--- begin DOCUMENT SEGMENT ---

You would think MySQL types would simply "shard" their servers by starting a MySQL process on each board.

(This problem was fixed in Oracle in the 90s originally for deployment on Sequent hardware).

apenwarr · on Sept 29, 2010

That would probably not help much here; you'd then end up caching pretty much the same stuff on node 0 and 1, so it would be like having two 32 GB nodes instead of one big 64 GB node. They would both be maximally fast, within the 32 GB memory constraint, but they would both have to swap if you wanted to exceed 32 GB of cached information.

Real sharding - storing totally different stuff on the two shards - would probably give a really good performance improvement. But real sharding is much more of a pain than just starting two copies of mysqld.

forkqueue · on Sept 29, 2010

I've worked on several servers of similar specs to this (64GB RAM, MySQL 5.0 or 5.1) and have never seen this issue.

All systems were running RHEL or CentOS, so perhaps Red Hat have fixed the problem.

metageek · on Sept 29, 2010

What CPUs? As the article says, the NUMA characteristics show up with Optera and Nehalems; older Intel chips didn't have it.

mikey_p · on Sept 29, 2010

Does MariaDB (and other MySQL variants) suffer from this issue?

nwmcsween · on Sept 29, 2010

It's an operating system issue - specifically how Linux handling of NUMA is generally broken.

timthorn · on Sept 29, 2010

I'm not sure I agree; the application can be written with an understanding of how best to utilise the memory architecture, but the OS must manage memory for the common case unless instructed otherwise. I'm not commenting on Linux's handling of NUMA - rather that applications shouldn't assume that a generic OS can provide an optimal hardware abstraction. All memory is equal - but some memory is more equal than others.

--- end DOCUMENT SEGMENT ---
--- begin ROWS ---

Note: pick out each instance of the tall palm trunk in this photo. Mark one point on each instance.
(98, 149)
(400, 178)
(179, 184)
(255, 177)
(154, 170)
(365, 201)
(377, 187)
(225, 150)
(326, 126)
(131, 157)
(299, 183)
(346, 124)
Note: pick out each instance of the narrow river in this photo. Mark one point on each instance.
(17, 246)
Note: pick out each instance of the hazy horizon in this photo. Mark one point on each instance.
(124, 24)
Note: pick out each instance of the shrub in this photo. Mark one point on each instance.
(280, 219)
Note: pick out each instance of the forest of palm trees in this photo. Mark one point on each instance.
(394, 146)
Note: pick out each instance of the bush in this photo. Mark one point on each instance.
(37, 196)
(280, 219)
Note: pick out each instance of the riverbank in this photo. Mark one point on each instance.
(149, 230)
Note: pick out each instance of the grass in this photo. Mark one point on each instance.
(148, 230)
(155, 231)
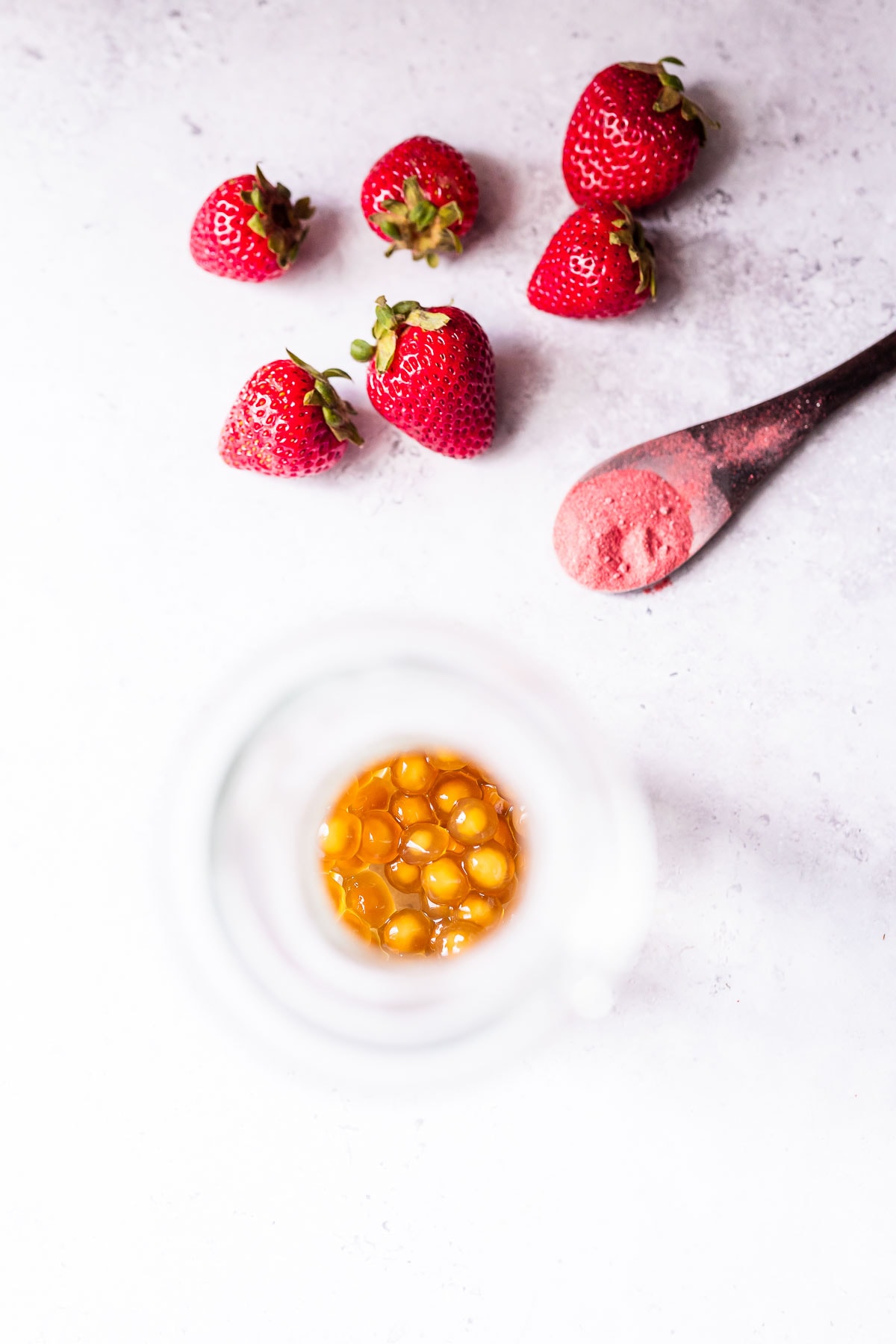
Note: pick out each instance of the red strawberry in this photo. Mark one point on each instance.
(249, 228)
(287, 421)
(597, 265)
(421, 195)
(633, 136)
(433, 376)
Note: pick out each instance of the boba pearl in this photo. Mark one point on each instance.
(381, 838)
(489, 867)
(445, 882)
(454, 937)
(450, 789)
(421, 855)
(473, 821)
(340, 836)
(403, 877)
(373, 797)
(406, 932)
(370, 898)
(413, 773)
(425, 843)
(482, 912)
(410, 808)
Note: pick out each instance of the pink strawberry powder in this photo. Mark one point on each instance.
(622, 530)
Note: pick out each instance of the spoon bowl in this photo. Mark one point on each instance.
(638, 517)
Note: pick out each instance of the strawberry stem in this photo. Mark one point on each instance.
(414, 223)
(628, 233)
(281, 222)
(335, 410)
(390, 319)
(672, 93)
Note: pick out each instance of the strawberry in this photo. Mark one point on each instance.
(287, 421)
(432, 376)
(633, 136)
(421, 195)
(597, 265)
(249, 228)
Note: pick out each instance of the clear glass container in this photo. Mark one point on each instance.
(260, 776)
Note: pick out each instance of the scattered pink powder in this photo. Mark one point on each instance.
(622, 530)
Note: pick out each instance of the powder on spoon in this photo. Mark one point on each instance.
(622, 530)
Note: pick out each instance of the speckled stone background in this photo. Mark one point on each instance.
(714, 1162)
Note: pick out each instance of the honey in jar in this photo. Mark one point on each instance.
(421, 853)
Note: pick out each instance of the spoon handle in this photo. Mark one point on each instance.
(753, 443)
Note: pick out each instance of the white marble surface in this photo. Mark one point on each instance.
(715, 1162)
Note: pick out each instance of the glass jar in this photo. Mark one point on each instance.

--- end ROWS ---

*WORK TO COMPLETE*
• 1. From the forum thread on MySQL and NUMA memory, return the passage from "It's an operating" to "equal than others.", copied word for word.
• 2. Resume the forum thread on MySQL and NUMA memory after its final sentence.

*FINAL ANSWERS*
• 1.
It's an operating system issue - specifically how Linux handling of NUMA is generally broken.

timthorn · on Sept 29, 2010

I'm not sure I agree; the application can be written with an understanding of how best to utilise the memory architecture, but the OS must manage memory for the common case unless instructed otherwise. I'm not commenting on Linux's handling of NUMA - rather that applications shouldn't assume that a generic OS can provide an optimal hardware abstraction. All memory is equal - but some memory is more equal than others.

• 2.
JoachimSchipper · on Sept 29, 2010

Yes, the OS must assume the common case. However, by the time one node has 90% of its memory in-use and the other node has 1% of its memory in use, it's clear that this is not the common case, and this should be handled more gracefully.

oozcitak · on Sept 29, 2010

The article states that the default NUMA policy is to allocate memory in the same node the thread is going to run on. Which is logical considering non-local memory access is more costly than local memory access. The problem appears when one process requests more memory than a single node can provide. Can the Linux kernel detect this usage and adjust accordingly?

irv · on Sept 30, 2010

there's a (superficially) similar problem in MS SQL Server/Windows Server. You can fix that by setting "lock pages in memory"

fragmede · on Sept 29, 2010

sync; echo 3 > /proc/sys/vm/drop_caches

Drop caches was originally added for benchmarking purposes, but I've found running it every N minutes seems to help system responsiveness. (I've been unable to quantify it, unfortunately.)

jeremycole · on Sept 29, 2010

This is a tremendously bad idea, but rather than clarify why, just read:

http://www.listware.net/201009/linux-kernel/48874-rfc-patch-...

fragmede · on Sept 30, 2010

The thread doesn't at all clarify why (it is), and actually gives a counter example.

For those who compare the before and after output of 'free', stop it. Yes, the numbers are (sometimes drastically) different. It doesn't matter. The kernel drops pages when it needs a page, and for the general case, this does work. But, as the linked LKML thread states, there may be a pathological case that you are not expected to hit (10 million+ files, and 40 Gigs of ram). For that specific use-case, it did make sense.

The reason this is a bad idea is because dirty pages cannot be freed, which is why it is recommended to run 'sync' first. Unfortunately, on a busy system, pages will get dirty in between the sync and the drop_cache, moreso if you're doing it in a shell. Those dirty pages can then never be reclaimed (due to how drop_caches works, and because drop_caches is only intended for benchmark testing).

(link to same thread but threaded http://lkml.indiana.edu/hypermail//linux/kernel/1009.1/02943...